Page:
Writer's picture: Arum RaeArum Rae

I have been learning what it means to have faith. Faith that there is purpose in everything. Faith that the things that I am calling for are also calling me. Faith that there is something blooming underneath. Without any of us having faith, life would not exist.

 

I am in a very accidental sober January. I woke up one day and lost my taste for wine. Or actually, I woke up with an insatiable desire to be present... for everything. I didn't want any disruptions. I wanted to meet myself and life and God in an undisrupted place for no other reason than to just be there. Well, and for another reason, that I have a mountain of dreams in my heart and mind that I want to achieve and the acute knowing that time waits for noone.

 

Being an independent recording artist, you are forced to gamble with the complete unkown. Success, in every meaning of the word, is completely unpredictable. For some reason the calling to share what is inside of us is both terrifying, freeing and gratifying all at once which keeps us coming back because making music is also like harvesting the honey from life.

 

I always play a game in my mind of who, alive or dead, would I want to have dinner with. Nothing better than a dim lit meal shared with new friends or old and soul moving conversation. I would love to have dinner with C.S. Lewis or Gandhi or, of course, Jesus on the subject of faith. What would they advise?

Task to carry out: Copy out the piece on faith from the words "Being an independent" through the words "honey from life.", and change "terrifying" to "daunting" along the way.

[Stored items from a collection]
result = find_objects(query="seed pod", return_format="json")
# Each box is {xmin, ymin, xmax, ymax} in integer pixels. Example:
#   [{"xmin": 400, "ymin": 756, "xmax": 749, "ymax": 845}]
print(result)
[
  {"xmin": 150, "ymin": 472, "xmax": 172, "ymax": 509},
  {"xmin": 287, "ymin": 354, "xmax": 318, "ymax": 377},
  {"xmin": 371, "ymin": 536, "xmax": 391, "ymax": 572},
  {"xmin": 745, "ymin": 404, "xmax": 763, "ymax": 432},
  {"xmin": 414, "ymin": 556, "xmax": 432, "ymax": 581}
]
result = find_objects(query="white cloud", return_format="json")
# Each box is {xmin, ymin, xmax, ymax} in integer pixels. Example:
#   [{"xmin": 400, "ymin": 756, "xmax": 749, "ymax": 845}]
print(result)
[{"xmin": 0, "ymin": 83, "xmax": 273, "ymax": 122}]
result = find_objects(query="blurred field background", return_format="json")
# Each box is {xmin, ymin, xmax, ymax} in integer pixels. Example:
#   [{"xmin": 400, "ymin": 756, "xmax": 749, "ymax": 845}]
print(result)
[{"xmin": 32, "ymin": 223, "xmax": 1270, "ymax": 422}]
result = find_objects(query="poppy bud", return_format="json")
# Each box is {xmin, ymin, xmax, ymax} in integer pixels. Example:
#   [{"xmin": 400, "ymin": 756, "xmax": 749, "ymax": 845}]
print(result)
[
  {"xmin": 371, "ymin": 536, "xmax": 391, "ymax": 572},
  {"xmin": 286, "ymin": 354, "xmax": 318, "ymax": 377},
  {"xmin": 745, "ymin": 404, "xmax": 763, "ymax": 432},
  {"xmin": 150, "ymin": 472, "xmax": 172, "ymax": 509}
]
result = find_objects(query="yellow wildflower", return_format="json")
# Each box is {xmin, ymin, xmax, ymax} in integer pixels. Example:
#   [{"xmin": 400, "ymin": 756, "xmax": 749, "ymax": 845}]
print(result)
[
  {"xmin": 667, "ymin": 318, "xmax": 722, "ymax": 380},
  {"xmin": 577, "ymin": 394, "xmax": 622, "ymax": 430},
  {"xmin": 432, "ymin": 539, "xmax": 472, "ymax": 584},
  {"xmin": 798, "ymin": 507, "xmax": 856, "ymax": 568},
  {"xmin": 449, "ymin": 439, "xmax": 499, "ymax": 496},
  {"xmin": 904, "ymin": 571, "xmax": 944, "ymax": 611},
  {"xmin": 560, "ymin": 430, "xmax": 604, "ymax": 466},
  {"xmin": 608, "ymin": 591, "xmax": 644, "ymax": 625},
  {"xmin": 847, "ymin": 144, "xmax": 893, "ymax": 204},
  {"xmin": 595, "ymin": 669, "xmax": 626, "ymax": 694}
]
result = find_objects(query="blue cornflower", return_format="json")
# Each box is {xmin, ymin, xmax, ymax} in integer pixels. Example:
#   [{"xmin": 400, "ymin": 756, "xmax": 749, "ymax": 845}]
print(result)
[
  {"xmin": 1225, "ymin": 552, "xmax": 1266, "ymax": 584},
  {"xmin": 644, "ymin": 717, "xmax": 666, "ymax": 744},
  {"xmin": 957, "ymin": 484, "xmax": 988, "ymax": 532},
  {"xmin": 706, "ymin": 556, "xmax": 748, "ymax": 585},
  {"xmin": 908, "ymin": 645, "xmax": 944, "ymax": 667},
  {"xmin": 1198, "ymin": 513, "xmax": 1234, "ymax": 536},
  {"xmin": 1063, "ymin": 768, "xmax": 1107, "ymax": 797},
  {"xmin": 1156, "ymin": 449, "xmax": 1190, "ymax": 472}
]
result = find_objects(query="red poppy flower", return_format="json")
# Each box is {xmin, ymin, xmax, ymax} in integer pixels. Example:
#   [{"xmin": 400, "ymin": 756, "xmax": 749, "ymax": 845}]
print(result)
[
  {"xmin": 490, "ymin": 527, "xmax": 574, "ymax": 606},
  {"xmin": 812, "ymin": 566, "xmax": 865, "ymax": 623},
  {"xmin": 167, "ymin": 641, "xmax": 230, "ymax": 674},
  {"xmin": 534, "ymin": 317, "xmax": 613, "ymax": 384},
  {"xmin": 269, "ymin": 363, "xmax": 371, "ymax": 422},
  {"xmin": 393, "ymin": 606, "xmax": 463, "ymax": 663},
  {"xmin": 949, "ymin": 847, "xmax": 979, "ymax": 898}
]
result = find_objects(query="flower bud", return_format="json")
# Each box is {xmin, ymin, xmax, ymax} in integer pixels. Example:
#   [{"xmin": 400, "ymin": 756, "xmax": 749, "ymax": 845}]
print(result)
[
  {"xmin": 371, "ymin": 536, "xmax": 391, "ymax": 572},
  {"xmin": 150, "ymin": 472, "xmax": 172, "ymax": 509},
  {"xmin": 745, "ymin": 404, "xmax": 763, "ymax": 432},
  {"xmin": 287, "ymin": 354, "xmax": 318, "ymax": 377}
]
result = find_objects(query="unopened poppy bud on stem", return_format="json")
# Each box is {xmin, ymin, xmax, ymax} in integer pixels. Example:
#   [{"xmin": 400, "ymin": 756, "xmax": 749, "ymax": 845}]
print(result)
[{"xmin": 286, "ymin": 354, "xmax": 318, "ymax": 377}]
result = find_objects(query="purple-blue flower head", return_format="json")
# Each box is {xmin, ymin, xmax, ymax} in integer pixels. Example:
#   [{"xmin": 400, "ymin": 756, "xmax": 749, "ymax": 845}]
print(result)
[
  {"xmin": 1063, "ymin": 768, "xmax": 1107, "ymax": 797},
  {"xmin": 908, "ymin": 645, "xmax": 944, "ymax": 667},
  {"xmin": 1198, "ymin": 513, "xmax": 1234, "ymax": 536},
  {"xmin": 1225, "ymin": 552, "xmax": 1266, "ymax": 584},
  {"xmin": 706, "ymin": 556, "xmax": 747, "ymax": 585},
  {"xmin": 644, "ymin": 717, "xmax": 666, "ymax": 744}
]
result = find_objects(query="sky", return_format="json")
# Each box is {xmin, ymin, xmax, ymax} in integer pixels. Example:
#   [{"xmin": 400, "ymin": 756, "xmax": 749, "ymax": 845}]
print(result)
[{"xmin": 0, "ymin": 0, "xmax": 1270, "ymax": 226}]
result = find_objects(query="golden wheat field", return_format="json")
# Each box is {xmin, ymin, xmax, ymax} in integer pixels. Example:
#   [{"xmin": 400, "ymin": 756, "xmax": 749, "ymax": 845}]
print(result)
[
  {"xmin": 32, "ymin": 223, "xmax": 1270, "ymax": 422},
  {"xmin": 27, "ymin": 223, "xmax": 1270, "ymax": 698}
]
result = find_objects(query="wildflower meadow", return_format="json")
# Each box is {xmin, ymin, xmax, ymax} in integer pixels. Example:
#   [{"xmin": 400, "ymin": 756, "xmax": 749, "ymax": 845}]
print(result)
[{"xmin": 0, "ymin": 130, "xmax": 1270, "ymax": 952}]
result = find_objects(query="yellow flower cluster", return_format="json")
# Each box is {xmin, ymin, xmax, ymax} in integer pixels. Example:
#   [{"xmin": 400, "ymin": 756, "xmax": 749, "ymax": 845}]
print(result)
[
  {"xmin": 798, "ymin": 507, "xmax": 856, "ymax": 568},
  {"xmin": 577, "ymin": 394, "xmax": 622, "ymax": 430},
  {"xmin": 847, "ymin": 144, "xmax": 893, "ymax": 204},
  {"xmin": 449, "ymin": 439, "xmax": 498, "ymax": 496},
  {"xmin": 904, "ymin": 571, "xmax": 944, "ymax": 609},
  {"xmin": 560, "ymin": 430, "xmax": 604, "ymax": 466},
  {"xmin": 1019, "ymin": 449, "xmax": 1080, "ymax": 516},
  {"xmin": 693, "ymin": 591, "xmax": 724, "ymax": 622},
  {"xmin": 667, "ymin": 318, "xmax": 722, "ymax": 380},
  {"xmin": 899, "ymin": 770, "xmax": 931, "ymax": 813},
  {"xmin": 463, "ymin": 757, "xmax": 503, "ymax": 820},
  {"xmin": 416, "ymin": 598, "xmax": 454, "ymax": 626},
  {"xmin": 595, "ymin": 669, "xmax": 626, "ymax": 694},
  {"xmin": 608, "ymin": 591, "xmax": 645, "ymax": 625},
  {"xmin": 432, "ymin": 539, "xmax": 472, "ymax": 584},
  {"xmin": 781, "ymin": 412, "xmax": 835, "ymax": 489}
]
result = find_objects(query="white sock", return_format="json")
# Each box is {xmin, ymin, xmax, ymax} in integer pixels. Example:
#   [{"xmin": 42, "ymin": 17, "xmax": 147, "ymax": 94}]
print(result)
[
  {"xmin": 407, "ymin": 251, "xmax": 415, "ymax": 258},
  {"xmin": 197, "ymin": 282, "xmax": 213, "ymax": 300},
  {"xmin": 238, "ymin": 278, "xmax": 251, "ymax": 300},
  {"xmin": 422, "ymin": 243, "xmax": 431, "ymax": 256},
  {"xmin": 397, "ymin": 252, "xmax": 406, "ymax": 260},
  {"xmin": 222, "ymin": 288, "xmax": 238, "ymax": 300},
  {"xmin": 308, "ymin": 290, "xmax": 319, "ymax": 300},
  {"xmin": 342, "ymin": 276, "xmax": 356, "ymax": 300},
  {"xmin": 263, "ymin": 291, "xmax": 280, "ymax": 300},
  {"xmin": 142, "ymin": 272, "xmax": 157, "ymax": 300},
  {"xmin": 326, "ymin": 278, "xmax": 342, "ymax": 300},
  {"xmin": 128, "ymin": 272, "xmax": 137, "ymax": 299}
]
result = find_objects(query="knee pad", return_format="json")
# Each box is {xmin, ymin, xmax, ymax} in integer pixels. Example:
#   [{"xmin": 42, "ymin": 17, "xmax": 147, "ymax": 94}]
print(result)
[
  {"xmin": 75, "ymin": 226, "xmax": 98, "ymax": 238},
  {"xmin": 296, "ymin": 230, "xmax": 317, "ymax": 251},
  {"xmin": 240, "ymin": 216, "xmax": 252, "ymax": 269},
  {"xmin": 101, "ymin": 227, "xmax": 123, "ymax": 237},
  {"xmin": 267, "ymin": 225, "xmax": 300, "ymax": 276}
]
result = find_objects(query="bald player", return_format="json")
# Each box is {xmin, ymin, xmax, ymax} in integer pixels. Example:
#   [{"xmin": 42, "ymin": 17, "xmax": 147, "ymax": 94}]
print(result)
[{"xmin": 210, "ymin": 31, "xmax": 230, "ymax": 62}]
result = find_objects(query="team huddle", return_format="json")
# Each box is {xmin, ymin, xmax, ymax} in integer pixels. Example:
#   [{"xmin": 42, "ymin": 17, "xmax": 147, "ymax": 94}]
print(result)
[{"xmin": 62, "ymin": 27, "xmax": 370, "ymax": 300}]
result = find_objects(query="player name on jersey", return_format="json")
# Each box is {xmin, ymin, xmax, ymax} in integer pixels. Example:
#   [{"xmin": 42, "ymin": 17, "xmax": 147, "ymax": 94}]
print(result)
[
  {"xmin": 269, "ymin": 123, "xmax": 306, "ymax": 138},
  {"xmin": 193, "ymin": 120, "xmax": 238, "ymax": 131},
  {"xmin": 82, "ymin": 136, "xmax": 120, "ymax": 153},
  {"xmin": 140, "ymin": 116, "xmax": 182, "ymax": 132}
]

Exercise answer:
Being an independent recording artist, you are forced to gamble with the complete unkown. Success, in every meaning of the word, is completely unpredictable. For some reason the calling to share what is inside of us is both daunting, freeing and gratifying all at once which keeps us coming back because making music is also like harvesting the honey from life.